What is depression and what is not?
As Paul Keating said in the remarkable interview with Kerry O’Brien in 2013:
His father died suddenly at the age of 60. He’d walked down the street to put a bet on the races and “he died sitting on the side of the road”. Keating was washing the car when someone came along looking for his father’s house. It was a decade before be could even talk about it. “It’s always with me. You kind of never get over it. But you never want to get over it.”
“We don’t want to be sparkling and happy all the time. You need the inner life, the inner sadness. It is what fills you out”
What is depression and what is not?
The official diagnostic guidelines for all mental illnesses are currently under close scrutiny. Generally, any doctor or psychiatrist will work from the assumption that all mental health problems are caused by chemical imbalance of the brain, consequently they will prescribe chemicals.
However, the understanding and definition of “depression” has vastly changed even compared to best practice just 10 years ago. The “diagnosis” of depression and prescription of anti-depressants has become epidemic.

> **EXTRACTED DATA**:
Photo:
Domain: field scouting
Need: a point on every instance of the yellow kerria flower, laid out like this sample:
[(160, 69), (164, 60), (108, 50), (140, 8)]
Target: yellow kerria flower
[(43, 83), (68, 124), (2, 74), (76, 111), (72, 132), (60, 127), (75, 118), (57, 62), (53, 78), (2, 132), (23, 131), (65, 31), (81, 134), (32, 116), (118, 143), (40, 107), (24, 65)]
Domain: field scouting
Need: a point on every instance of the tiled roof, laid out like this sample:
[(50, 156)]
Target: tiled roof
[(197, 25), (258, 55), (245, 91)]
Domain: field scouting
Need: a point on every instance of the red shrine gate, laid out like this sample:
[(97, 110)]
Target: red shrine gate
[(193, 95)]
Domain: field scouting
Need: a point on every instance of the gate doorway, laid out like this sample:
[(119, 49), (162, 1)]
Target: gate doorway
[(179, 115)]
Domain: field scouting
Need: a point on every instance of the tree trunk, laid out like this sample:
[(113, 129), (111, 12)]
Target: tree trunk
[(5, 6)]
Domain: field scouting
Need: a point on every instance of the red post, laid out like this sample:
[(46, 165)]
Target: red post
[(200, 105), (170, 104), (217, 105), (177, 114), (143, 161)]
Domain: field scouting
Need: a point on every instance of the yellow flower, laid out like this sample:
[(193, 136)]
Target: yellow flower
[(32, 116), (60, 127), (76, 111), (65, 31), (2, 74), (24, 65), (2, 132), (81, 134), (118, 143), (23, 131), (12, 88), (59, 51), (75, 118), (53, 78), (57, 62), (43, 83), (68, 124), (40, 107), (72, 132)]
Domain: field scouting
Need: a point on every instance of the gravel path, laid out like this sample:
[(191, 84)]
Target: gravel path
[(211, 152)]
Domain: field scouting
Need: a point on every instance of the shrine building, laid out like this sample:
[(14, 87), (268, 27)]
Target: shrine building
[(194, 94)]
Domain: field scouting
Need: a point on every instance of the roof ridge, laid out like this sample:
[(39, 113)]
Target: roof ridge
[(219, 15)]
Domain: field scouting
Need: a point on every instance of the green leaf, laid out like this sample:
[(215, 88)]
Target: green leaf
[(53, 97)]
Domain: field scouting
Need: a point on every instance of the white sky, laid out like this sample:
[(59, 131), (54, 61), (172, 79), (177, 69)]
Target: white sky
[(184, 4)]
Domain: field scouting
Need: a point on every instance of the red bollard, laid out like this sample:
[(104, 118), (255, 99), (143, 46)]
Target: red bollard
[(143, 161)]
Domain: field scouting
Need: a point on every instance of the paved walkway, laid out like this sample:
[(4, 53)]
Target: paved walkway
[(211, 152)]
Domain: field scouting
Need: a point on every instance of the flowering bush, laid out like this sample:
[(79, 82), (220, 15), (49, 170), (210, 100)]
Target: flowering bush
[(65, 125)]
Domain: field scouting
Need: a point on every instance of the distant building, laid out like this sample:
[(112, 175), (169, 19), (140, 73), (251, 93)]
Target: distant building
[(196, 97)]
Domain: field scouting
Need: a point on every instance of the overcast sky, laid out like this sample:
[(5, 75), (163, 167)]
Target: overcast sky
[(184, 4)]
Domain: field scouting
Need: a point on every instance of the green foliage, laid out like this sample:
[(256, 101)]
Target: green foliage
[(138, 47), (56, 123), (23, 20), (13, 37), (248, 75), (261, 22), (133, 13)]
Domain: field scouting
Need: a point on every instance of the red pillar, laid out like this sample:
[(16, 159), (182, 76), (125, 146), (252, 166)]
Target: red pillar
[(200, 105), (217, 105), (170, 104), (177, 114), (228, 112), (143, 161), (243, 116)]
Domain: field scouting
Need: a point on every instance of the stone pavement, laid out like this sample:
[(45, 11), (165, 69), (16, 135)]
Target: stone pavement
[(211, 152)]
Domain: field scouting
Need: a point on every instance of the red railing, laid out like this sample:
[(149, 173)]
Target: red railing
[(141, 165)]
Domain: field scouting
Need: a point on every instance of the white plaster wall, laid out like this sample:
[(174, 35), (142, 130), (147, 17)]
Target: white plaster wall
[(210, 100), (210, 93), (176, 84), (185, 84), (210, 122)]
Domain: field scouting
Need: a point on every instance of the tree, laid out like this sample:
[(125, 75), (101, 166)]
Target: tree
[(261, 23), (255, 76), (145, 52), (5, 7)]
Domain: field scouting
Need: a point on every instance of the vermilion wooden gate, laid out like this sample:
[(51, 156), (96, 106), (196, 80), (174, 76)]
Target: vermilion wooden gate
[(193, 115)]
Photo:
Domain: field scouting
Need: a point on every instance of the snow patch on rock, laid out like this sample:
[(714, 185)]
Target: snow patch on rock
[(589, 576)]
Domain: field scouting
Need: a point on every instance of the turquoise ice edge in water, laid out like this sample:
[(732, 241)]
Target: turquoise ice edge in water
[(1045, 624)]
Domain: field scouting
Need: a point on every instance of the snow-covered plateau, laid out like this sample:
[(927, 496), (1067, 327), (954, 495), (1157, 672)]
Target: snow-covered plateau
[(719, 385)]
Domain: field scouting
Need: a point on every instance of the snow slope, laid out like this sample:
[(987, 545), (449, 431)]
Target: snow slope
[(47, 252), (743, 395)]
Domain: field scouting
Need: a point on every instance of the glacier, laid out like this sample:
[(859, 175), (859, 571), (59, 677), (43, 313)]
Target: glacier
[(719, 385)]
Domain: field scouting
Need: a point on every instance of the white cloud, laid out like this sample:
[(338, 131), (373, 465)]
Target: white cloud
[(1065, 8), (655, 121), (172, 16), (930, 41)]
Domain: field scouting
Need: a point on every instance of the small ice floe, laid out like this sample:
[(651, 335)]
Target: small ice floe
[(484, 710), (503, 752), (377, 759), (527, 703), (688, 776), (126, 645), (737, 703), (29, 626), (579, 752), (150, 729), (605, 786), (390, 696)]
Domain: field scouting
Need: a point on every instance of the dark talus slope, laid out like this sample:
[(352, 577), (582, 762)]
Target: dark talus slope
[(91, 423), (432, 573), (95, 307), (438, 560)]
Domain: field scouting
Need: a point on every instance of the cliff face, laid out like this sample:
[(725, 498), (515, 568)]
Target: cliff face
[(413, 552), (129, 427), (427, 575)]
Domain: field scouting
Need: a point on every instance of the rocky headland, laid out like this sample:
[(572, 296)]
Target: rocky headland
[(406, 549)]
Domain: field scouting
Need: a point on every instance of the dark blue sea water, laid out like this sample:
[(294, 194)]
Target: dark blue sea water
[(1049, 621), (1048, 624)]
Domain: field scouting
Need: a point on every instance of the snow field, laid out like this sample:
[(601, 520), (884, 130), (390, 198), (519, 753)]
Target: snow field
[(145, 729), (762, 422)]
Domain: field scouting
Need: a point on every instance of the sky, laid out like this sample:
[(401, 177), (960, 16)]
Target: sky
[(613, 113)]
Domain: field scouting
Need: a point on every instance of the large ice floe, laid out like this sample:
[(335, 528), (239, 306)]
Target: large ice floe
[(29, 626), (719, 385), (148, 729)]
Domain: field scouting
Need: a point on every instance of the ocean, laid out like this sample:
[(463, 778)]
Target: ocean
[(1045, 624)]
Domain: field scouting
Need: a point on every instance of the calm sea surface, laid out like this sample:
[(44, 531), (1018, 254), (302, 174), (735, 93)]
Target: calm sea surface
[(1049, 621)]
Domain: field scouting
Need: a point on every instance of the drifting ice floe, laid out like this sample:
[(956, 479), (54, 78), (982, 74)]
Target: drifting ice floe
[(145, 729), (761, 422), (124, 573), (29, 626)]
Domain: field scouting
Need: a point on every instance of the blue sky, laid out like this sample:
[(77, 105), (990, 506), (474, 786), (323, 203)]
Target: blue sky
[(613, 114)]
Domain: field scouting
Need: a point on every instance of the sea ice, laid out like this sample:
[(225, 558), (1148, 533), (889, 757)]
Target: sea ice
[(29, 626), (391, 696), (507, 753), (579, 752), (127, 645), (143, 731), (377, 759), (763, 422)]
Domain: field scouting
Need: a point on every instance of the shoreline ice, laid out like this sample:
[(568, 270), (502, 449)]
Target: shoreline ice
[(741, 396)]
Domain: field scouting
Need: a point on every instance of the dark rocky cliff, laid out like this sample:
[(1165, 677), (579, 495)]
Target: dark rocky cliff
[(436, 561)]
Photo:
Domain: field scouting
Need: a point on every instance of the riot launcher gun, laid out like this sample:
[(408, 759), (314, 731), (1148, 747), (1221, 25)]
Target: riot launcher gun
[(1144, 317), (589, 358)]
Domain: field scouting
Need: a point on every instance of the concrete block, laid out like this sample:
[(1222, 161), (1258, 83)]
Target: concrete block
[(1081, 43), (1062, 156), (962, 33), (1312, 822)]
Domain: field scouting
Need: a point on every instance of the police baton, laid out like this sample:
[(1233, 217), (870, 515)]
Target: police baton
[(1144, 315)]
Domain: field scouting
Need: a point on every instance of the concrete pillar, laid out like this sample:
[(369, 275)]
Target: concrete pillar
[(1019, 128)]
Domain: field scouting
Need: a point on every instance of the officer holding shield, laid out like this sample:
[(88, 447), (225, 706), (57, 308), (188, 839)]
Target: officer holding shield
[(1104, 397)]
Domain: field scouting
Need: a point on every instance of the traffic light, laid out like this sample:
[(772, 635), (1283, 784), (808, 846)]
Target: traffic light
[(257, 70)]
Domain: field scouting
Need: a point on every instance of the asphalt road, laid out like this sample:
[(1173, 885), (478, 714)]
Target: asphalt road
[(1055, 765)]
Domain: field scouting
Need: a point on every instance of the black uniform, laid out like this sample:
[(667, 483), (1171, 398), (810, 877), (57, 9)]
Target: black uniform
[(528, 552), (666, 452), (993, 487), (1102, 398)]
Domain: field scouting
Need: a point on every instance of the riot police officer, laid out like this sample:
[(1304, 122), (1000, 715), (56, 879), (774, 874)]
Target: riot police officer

> **INSTRUCTIONS**:
A – Rewrite the depression passage, starting at "The official diagnostic" and ending at "has become epidemic.", and substitute "physician" for "doctor".
B – According to the depression passage, what do doctors and psychiatrists generally assume causes all mental health problems?

> **ANSWERS TO THE TASKS**:
A –
The official diagnostic guidelines for all mental illnesses are currently under close scrutiny. Generally, any physician or psychiatrist will work from the assumption that all mental health problems are caused by chemical imbalance of the brain, consequently they will prescribe chemicals.
However, the understanding and definition of “depression” has vastly changed even compared to best practice just 10 years ago. The “diagnosis” of depression and prescription of anti-depressants has become epidemic.

B – A chemical imbalance of the brain.